- _Request_
Locate every line in the items below that contains the string "suit", and copy each such line in full.

Records of labeled boxes:
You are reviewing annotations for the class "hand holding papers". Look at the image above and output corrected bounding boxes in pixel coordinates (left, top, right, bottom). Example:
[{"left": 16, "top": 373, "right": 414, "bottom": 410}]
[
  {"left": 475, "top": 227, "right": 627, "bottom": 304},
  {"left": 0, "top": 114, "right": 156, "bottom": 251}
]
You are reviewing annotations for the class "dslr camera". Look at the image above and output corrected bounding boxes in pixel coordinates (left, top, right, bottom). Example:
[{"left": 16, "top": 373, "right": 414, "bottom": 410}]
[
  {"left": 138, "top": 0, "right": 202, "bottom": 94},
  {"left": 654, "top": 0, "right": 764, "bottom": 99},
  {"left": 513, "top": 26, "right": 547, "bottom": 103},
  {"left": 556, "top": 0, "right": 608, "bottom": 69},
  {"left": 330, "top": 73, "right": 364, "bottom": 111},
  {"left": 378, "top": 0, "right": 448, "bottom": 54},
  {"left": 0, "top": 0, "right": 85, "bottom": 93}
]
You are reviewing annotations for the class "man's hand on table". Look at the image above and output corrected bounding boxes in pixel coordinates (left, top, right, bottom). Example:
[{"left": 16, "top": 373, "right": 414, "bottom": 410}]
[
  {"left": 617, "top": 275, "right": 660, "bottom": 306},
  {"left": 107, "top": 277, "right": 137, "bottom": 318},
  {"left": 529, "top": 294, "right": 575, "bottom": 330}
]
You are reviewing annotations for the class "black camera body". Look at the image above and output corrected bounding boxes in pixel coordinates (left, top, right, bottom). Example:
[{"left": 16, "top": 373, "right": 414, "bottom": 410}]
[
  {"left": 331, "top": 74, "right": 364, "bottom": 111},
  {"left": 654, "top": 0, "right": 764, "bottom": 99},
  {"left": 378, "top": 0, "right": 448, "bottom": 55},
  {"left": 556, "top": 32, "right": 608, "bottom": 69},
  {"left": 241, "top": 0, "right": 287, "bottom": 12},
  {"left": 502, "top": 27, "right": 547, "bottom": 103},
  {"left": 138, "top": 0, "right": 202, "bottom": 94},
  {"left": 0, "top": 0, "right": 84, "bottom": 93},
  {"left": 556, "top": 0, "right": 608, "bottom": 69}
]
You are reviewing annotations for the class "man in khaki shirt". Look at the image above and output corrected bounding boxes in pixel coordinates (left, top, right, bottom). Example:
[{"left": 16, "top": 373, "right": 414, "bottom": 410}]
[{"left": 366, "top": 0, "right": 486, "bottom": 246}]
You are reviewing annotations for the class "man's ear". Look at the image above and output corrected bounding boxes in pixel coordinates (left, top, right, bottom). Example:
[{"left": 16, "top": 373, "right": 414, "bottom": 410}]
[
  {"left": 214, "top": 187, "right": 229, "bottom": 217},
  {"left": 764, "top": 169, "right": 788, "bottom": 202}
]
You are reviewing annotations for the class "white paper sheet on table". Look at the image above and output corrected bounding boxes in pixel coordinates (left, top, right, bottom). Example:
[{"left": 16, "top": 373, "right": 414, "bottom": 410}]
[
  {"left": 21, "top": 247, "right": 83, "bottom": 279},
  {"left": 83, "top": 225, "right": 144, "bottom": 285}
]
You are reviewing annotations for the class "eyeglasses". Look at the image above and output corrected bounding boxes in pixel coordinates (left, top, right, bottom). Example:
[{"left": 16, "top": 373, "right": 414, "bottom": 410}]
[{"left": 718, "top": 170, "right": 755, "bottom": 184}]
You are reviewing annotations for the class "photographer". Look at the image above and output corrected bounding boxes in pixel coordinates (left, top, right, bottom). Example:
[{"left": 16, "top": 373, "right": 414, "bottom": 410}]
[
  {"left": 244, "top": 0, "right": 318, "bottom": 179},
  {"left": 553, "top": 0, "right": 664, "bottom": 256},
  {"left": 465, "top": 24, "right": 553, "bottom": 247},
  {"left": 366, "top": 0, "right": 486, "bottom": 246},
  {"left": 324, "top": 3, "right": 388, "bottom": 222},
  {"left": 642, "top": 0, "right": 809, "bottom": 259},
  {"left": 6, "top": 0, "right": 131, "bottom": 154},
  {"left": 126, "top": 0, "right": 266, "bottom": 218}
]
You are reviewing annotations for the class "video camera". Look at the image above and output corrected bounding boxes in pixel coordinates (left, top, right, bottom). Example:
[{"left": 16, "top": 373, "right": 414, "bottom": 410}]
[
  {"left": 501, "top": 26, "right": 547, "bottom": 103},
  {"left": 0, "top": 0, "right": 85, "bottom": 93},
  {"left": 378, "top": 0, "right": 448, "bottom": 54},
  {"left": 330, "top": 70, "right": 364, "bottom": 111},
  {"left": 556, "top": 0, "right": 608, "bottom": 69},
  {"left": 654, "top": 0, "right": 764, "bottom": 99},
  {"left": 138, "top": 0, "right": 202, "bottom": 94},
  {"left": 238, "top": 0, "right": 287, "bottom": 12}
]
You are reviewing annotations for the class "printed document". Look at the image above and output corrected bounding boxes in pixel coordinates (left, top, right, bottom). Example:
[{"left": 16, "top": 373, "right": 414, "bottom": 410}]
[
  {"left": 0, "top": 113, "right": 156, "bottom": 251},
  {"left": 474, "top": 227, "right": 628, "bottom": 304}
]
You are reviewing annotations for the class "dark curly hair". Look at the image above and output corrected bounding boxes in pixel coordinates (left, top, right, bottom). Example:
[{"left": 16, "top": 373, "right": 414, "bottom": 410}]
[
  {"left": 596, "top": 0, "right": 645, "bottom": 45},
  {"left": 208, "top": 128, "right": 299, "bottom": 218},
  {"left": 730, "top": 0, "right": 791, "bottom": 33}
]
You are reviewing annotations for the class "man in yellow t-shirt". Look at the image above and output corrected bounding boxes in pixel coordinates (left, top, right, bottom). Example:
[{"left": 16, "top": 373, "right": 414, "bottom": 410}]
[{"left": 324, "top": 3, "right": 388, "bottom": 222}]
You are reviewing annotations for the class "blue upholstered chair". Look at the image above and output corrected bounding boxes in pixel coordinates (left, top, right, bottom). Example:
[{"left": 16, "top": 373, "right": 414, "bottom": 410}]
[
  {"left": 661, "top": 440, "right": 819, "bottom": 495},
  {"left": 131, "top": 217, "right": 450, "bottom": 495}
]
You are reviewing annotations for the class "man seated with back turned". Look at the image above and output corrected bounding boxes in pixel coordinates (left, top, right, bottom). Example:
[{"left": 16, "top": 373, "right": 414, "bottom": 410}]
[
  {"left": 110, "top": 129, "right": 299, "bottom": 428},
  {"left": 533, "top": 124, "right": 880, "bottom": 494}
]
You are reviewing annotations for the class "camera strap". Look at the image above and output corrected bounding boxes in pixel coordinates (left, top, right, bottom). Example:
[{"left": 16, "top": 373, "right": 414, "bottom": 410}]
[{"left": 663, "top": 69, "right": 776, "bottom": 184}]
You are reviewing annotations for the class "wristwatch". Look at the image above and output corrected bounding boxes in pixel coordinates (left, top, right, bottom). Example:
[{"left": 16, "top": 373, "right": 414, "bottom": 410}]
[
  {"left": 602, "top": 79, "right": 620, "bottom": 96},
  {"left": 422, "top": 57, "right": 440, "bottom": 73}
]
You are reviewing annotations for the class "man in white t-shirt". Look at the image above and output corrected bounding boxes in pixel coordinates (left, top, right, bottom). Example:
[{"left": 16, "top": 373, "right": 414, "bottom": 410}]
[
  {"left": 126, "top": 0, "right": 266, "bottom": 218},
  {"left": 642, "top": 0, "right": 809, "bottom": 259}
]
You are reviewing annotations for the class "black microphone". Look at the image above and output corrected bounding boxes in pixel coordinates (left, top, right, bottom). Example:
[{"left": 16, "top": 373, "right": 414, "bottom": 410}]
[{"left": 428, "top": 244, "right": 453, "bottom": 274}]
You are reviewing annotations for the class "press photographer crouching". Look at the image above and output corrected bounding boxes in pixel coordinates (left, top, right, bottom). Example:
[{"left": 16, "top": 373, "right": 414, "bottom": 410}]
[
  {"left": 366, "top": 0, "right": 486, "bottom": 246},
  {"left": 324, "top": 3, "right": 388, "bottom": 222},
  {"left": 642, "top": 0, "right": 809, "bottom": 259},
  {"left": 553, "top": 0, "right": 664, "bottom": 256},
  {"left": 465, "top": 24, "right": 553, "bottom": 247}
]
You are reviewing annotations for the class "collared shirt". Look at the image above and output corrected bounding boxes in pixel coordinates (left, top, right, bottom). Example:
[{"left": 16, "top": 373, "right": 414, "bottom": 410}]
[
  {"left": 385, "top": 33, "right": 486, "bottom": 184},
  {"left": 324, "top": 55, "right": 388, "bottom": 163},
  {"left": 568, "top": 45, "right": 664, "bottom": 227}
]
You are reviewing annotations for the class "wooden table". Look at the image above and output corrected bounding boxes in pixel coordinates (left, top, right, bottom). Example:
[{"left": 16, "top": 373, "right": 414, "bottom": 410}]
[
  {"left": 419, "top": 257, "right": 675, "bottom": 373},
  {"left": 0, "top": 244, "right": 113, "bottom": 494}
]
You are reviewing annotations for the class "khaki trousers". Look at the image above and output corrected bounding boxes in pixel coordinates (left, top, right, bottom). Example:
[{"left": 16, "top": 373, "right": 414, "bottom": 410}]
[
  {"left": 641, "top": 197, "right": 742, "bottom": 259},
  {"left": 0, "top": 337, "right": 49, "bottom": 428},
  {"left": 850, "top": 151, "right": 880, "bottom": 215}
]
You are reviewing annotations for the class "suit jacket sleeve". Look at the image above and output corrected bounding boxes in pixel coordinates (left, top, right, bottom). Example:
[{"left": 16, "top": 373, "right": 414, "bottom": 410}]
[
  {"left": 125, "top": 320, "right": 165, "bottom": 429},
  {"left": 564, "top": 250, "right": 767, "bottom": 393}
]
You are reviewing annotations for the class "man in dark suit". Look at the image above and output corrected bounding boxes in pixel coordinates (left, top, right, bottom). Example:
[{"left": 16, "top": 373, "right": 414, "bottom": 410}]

- _Written solution_
You are reviewing annotations for the class "suit jacket sleeve". Look at the image above and output corrected bounding boxes in pixel coordinates (left, top, right, bottom). Example:
You are reviewing annotations for the class "man in dark suit". Look at the image above and output corrected bounding boxes in pixel coordinates (left, top, right, bottom). Example:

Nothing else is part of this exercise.